Stored data entries
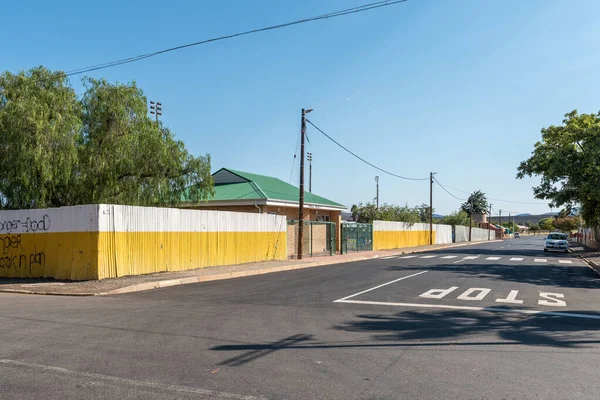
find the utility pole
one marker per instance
(431, 207)
(470, 218)
(501, 228)
(309, 158)
(490, 223)
(301, 197)
(156, 109)
(377, 193)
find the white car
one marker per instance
(556, 241)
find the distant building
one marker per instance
(252, 193)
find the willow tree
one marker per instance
(126, 158)
(57, 149)
(40, 127)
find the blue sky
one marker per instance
(458, 87)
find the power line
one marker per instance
(362, 159)
(335, 14)
(492, 198)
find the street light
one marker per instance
(156, 109)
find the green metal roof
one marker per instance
(249, 186)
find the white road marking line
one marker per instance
(379, 286)
(470, 308)
(467, 294)
(130, 382)
(552, 299)
(511, 298)
(438, 293)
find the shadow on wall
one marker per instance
(442, 329)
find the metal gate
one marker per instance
(318, 238)
(356, 237)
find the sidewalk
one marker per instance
(163, 279)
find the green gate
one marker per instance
(318, 238)
(356, 237)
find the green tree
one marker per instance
(39, 130)
(546, 224)
(567, 224)
(126, 158)
(476, 203)
(59, 150)
(456, 218)
(567, 159)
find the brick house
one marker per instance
(251, 193)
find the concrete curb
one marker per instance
(138, 287)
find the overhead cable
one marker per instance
(335, 14)
(362, 159)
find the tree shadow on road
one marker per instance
(531, 330)
(438, 329)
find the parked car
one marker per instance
(556, 241)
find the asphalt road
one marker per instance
(492, 321)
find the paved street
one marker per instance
(496, 320)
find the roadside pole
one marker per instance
(431, 208)
(301, 195)
(470, 219)
(490, 223)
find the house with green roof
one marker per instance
(252, 193)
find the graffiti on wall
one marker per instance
(26, 226)
(15, 253)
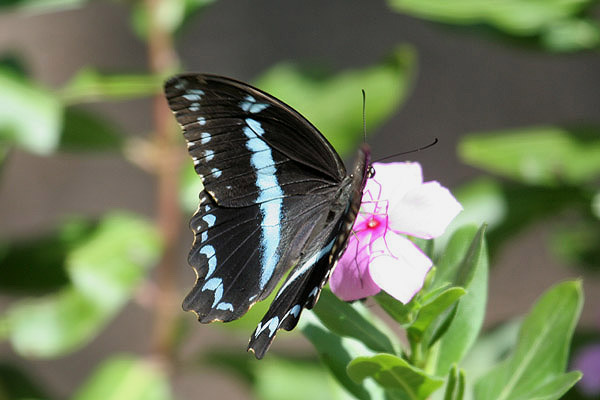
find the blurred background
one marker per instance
(512, 93)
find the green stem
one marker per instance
(162, 60)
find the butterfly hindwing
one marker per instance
(304, 283)
(276, 196)
(234, 131)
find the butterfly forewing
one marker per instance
(275, 196)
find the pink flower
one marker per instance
(396, 202)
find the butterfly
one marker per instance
(276, 198)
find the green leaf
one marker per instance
(280, 378)
(455, 388)
(516, 17)
(15, 384)
(489, 349)
(126, 377)
(333, 103)
(509, 207)
(536, 367)
(451, 260)
(345, 320)
(37, 265)
(393, 372)
(41, 5)
(30, 117)
(104, 271)
(190, 186)
(91, 85)
(11, 63)
(429, 311)
(537, 155)
(170, 16)
(336, 353)
(472, 275)
(85, 131)
(571, 35)
(402, 313)
(577, 243)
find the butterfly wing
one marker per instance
(268, 174)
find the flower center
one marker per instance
(373, 223)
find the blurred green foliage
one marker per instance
(67, 284)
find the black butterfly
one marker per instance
(276, 195)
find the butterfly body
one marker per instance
(276, 196)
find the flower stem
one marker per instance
(162, 60)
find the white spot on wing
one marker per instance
(209, 219)
(191, 96)
(225, 306)
(305, 267)
(209, 252)
(215, 285)
(216, 172)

* _Assignment_:
Repeat each entry above exactly. Omit the pictures.

* _Answer to this task_:
find the utility pole
one marker per instance
(431, 207)
(470, 218)
(501, 228)
(309, 158)
(490, 223)
(301, 197)
(156, 109)
(377, 193)
find the white car
one marker per instance
(556, 241)
find the distant building
one marker per instance
(252, 193)
find the willow tree
one marker per instance
(126, 158)
(57, 149)
(40, 127)
find the blue sky
one marker per instance
(458, 87)
find the power line
one marker per instance
(362, 159)
(335, 14)
(492, 198)
find the street light
one marker per instance
(156, 109)
find the green metal roof
one marker per instance
(249, 186)
find the white road marking line
one marker per instance
(379, 286)
(470, 308)
(467, 294)
(130, 382)
(552, 299)
(511, 298)
(438, 293)
find the shadow on wall
one marker per instance
(442, 329)
find the metal gate
one marker per instance
(318, 238)
(356, 237)
find the sidewalk
one marker per instance
(163, 279)
find the green gate
one marker per instance
(318, 238)
(356, 237)
find the green tree
one marker per instance
(39, 130)
(546, 224)
(567, 224)
(126, 158)
(476, 203)
(59, 150)
(456, 218)
(567, 159)
find the brick house
one marker per instance
(251, 193)
find the concrete curb
one marker per instance
(138, 287)
find the overhead cable
one marker per instance
(335, 14)
(362, 159)
find the tree shadow on road
one marker per instance
(531, 330)
(438, 329)
find the parked car
one marker per instance
(556, 241)
find the asphalt road
one marker per instance
(492, 321)
find the paved street
one marker per instance
(496, 320)
find the roadside pole
one marker per instance
(431, 208)
(301, 195)
(470, 219)
(490, 223)
find the house with green roof
one marker per instance
(252, 193)
find the graffiti on wall
one marker per instance
(26, 226)
(15, 253)
find the blurred background
one marker per instance
(512, 93)
find the green stem
one marker per instance
(162, 60)
find the butterfly hindwing
one marker per instance
(304, 283)
(276, 196)
(234, 131)
find the butterfly forewing
one marker per instance
(275, 196)
find the pink flower
one marker per instance
(396, 202)
find the butterfly
one marker per instance
(276, 198)
find the green leaf
one marker per instance
(280, 378)
(455, 388)
(516, 17)
(15, 384)
(489, 349)
(126, 377)
(333, 103)
(509, 207)
(536, 367)
(451, 260)
(345, 320)
(37, 265)
(393, 372)
(41, 5)
(30, 117)
(104, 271)
(190, 186)
(91, 85)
(11, 63)
(429, 311)
(537, 155)
(170, 16)
(336, 353)
(472, 275)
(85, 131)
(571, 35)
(402, 313)
(577, 243)
find the butterfly wing
one marker per instance
(268, 174)
find the flower center
one marker per instance
(373, 223)
find the blurred green foliage
one marker per instance
(67, 284)
find the black butterfly
one marker per instance
(276, 195)
find the butterfly body
one marker per instance
(276, 196)
find the flower stem
one marker per instance
(162, 60)
find the white spot on wing
one marker per instance
(209, 219)
(191, 96)
(225, 306)
(305, 267)
(209, 252)
(215, 285)
(216, 172)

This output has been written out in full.